▸ **Written problem**: Report each line in the records below that contains the word "purple", copying the line in full.

▸ **Record list**:
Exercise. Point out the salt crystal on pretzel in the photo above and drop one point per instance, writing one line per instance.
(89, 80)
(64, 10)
---
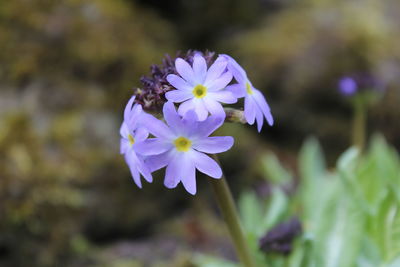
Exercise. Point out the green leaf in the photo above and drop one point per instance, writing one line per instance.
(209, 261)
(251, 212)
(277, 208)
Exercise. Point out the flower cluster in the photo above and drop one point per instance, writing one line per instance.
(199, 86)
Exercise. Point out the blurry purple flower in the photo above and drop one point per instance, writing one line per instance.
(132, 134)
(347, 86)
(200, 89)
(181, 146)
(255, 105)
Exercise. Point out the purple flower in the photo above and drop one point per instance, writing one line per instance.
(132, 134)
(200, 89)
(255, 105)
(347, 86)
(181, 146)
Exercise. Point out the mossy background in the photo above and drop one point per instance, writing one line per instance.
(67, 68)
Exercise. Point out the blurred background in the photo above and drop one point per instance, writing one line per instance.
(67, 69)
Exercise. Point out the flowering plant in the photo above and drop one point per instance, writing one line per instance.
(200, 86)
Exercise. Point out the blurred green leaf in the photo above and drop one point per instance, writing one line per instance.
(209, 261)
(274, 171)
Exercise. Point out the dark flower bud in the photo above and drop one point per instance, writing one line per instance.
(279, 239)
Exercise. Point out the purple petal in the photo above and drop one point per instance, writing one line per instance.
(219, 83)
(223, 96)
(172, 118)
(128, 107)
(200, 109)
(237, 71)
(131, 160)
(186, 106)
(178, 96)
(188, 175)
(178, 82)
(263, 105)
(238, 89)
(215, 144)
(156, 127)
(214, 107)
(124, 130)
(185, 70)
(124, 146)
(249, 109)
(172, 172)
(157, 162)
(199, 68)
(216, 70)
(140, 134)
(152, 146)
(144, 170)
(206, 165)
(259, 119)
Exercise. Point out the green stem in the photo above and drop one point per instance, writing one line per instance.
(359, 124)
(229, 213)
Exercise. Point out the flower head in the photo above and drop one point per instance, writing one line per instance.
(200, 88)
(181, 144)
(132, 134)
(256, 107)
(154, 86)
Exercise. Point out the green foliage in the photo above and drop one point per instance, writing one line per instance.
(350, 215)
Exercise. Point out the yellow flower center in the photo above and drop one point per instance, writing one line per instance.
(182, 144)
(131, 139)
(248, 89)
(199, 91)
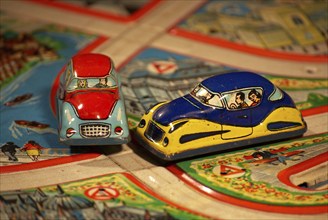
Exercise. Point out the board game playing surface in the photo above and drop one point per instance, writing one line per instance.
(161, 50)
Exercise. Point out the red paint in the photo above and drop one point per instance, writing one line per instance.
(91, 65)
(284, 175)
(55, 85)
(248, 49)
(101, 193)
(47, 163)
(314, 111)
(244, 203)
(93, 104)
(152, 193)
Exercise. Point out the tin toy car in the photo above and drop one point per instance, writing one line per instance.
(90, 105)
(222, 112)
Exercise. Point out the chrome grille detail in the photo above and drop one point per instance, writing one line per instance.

▸ **Complete answer**:
Exercise. Point out the blurry purple flower in the photo above and drop one point per instance, writing one line per instance.
Exercise. Point out the purple flower in the photo above and drop one point per instance, writing one line per instance.
Exercise. Point out the purple petal in the photo above and drop one point per instance, writing one line per instance.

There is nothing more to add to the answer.